Stephen Willats (born 1943 in London) is a British artist. He lives and works in London.

Stephen Willats is a pioneer of conceptual art. Since the early 1960s he has created work concerned with extending the territory in which art functions. His work has involved interdisciplinary processes and theory from sociology, systems analysis, cybernetics, semiotics and philosophy.

Works
His multi-media projects often engage visitors to participate in creative social processes. Notable projects include Multiple Clothing (1965–1998), The West London Social Resource Project (1972), and the book Art and Social Function: Three Projects (1976). Willats considers Art and Social Function as a "kind of manual or tool that would be relevant to any artist thinking of enacting different paradigms for an art intervening in the fabric of society".

------------------------------------

Required tasks:
1. In the Stephen Willats text, what year is given for the book Art and Social Function: Three Projects?
2. Reproduce the Stephen Willats text word for word, between "Stephen Willats is" and "semiotics and philosophy.", inclusive.

Items:
------------------------------------

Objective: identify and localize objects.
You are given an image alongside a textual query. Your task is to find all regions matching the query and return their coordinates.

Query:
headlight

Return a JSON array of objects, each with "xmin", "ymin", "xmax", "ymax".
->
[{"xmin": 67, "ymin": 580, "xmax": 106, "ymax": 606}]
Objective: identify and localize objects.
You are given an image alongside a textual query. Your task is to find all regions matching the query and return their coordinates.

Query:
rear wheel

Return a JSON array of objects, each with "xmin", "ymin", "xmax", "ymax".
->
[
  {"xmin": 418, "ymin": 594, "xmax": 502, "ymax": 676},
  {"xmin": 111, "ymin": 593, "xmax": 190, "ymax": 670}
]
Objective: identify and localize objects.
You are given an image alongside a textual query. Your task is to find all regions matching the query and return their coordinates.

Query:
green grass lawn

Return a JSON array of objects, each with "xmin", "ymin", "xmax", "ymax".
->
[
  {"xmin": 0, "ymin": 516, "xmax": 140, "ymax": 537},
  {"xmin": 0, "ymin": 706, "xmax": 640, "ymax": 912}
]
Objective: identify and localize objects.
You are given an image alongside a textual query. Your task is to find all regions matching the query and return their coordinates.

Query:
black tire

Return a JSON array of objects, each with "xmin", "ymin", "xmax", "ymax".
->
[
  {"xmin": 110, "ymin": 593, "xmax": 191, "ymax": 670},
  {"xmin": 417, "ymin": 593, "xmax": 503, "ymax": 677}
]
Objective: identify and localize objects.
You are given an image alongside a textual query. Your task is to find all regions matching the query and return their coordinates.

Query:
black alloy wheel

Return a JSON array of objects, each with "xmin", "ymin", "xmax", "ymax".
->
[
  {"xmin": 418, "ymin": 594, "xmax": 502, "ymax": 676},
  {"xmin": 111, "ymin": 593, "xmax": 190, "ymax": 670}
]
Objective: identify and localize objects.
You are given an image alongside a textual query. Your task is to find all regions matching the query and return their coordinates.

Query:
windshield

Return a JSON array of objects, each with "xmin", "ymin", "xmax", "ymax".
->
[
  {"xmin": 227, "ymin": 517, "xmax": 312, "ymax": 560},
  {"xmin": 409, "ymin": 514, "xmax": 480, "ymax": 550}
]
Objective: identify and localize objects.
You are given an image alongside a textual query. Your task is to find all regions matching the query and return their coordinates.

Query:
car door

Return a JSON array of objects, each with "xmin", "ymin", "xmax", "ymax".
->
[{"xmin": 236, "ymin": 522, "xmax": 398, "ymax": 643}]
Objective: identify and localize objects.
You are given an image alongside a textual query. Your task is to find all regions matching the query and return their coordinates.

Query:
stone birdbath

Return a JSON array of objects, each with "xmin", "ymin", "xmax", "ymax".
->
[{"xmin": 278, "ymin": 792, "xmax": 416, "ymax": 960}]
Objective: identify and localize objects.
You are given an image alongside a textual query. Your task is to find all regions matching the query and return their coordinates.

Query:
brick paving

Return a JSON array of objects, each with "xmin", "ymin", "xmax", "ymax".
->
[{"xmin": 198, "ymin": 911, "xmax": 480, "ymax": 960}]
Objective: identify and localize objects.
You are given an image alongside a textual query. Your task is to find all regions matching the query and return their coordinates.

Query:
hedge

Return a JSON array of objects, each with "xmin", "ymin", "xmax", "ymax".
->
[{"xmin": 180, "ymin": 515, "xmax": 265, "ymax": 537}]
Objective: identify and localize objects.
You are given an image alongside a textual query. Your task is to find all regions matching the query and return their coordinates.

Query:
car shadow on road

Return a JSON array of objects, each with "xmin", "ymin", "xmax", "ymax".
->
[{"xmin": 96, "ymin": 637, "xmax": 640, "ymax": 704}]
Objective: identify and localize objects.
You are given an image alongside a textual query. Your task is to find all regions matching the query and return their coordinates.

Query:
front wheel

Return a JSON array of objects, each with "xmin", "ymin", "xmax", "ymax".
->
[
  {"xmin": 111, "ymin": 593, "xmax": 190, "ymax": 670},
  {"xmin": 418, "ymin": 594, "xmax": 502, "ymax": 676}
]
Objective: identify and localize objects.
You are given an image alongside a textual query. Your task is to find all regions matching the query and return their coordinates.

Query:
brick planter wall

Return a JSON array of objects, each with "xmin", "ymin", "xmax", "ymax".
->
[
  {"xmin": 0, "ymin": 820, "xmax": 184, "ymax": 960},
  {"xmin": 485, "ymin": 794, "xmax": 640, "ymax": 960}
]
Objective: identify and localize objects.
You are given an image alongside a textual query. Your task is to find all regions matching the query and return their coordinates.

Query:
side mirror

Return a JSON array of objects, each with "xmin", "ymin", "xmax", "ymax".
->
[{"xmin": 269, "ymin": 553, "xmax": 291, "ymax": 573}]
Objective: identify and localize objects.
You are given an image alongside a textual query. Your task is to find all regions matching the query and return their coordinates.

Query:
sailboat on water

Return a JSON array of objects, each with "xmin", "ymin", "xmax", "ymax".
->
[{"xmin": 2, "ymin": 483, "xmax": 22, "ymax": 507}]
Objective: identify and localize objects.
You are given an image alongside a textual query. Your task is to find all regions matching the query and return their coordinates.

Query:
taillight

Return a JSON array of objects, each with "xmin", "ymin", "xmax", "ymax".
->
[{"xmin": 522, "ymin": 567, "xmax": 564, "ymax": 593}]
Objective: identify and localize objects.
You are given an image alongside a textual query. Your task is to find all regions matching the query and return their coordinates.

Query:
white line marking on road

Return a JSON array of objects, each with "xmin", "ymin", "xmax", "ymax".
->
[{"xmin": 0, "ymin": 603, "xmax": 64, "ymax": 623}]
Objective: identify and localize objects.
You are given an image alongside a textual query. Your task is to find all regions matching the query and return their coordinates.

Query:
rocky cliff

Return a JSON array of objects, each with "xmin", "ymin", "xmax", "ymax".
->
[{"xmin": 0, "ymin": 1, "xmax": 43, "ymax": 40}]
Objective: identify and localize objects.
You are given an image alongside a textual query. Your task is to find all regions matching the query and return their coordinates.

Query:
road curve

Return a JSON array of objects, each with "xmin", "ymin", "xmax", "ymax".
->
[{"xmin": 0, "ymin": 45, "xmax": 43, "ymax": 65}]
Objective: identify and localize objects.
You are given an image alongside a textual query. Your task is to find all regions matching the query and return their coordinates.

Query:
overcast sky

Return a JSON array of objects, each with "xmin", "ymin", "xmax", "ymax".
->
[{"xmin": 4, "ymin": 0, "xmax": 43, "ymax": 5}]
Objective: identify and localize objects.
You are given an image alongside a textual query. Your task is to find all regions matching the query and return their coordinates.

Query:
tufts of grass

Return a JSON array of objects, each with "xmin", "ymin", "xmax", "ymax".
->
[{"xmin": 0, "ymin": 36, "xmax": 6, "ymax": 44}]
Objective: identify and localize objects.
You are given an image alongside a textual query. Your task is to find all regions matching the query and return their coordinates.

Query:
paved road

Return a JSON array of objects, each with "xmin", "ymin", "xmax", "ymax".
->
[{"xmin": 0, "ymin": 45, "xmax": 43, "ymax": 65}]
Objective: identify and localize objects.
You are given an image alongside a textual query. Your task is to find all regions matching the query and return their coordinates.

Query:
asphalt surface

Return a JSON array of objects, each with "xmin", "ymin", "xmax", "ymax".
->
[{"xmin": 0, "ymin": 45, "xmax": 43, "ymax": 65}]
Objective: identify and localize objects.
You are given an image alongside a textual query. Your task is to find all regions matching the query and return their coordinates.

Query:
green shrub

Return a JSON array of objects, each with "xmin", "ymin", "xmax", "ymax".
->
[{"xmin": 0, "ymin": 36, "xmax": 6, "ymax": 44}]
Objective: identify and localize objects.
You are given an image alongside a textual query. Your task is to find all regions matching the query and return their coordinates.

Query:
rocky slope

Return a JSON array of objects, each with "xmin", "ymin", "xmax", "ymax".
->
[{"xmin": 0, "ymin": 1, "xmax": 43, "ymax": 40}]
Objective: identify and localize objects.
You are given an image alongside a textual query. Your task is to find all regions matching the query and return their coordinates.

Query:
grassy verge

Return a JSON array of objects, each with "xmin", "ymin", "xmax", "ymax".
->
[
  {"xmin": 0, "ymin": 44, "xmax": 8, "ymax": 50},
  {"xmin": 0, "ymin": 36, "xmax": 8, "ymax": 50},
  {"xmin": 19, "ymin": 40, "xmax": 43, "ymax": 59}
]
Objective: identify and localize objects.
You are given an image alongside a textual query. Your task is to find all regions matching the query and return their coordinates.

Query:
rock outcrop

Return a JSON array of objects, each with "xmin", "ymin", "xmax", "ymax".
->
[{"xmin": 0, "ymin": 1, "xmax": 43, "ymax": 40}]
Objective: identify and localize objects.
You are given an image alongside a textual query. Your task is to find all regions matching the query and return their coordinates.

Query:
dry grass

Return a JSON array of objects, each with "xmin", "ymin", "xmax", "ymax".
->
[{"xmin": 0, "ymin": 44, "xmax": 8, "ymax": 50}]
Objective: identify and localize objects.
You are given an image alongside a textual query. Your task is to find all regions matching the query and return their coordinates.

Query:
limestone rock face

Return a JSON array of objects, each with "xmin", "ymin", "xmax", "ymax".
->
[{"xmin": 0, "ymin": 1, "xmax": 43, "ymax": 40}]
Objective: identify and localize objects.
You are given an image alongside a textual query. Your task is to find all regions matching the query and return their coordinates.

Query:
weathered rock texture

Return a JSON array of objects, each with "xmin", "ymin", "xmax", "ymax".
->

------------------------------------

The answers:
1. 1976

2.
Stephen Willats is a pioneer of conceptual art. Since the early 1960s he has created work concerned with extending the territory in which art functions. His work has involved interdisciplinary processes and theory from sociology, systems analysis, cybernetics, semiotics and philosophy.